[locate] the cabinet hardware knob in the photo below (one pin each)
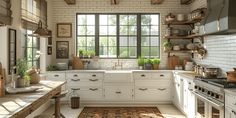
(143, 89)
(118, 92)
(93, 89)
(93, 80)
(74, 89)
(162, 89)
(94, 75)
(75, 79)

^^^^^^^^

- _WHAT IS NEEDED_:
Your task is to set down every entry exactly, leaving out any picture it contains.

- _WRITTEN ANSWER_:
[locate] the cabinet hardware knob in the photo below (one pin each)
(143, 89)
(118, 92)
(93, 89)
(93, 80)
(74, 89)
(162, 89)
(94, 75)
(75, 79)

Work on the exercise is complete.